▶ _Short task_:
Find each line in the records below that contains the word "chimney", and copy those lines.
-- Start of Information shown --
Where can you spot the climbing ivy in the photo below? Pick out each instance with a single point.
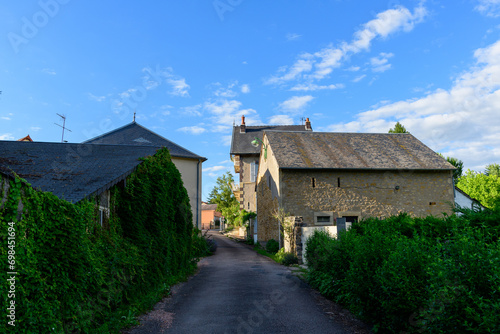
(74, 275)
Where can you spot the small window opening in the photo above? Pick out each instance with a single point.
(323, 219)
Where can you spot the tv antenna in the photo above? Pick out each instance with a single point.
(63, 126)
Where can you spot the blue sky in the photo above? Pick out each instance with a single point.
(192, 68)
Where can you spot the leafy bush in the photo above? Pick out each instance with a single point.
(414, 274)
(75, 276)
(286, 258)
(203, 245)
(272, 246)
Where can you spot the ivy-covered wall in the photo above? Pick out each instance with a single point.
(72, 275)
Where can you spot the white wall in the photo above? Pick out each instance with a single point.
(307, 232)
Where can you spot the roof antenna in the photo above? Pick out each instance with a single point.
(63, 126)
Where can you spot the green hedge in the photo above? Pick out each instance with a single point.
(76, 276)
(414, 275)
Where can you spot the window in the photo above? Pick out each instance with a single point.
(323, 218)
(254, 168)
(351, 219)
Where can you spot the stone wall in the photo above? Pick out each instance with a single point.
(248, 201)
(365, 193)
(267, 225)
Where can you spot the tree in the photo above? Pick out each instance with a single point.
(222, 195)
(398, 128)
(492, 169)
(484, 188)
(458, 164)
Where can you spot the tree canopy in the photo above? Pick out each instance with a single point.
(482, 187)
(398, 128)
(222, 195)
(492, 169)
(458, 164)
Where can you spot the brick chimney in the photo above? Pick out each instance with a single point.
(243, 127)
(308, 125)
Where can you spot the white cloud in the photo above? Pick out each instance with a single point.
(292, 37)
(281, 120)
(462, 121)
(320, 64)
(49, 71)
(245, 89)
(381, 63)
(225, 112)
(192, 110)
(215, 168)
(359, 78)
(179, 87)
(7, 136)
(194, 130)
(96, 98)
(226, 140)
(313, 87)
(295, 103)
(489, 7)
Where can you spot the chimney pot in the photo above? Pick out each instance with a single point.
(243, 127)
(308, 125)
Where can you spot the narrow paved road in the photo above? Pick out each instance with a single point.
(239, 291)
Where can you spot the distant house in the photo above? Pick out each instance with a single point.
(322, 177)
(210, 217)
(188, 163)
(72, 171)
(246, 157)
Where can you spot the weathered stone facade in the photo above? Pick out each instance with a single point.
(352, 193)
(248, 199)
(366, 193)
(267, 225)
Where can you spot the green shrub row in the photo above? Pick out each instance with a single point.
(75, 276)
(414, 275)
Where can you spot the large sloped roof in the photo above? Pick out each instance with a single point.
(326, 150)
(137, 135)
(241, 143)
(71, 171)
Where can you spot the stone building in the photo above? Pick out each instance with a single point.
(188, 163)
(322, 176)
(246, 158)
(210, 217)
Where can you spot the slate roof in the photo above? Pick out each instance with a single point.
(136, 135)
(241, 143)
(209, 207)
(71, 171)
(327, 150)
-- End of Information shown --
-- Start of Information shown --
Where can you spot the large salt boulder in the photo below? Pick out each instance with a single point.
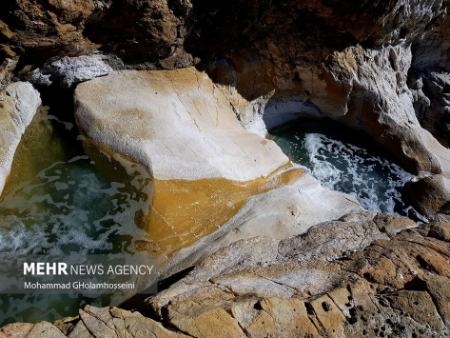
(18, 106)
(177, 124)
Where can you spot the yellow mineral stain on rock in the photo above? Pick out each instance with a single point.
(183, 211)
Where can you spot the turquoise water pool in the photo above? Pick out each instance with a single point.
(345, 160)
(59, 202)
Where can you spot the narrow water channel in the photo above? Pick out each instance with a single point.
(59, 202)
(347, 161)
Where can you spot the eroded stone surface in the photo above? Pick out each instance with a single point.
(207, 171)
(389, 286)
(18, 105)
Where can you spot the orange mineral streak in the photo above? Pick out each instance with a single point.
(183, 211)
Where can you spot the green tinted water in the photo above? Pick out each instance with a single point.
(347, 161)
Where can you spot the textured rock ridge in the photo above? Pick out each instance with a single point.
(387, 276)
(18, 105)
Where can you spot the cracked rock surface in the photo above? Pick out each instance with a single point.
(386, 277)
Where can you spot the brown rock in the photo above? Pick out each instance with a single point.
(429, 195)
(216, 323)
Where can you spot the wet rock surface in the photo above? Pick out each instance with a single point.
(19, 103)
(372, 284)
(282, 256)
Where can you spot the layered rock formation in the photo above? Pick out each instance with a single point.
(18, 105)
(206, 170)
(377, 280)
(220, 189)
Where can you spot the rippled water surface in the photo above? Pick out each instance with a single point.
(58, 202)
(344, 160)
-- End of Information shown --
▶ _Written response_:
Where can you spot the brick chimney in the photo above? Pick out each instance with a single point.
Where can you spot the chimney pot in the photo above? Pick out each instance with a single point.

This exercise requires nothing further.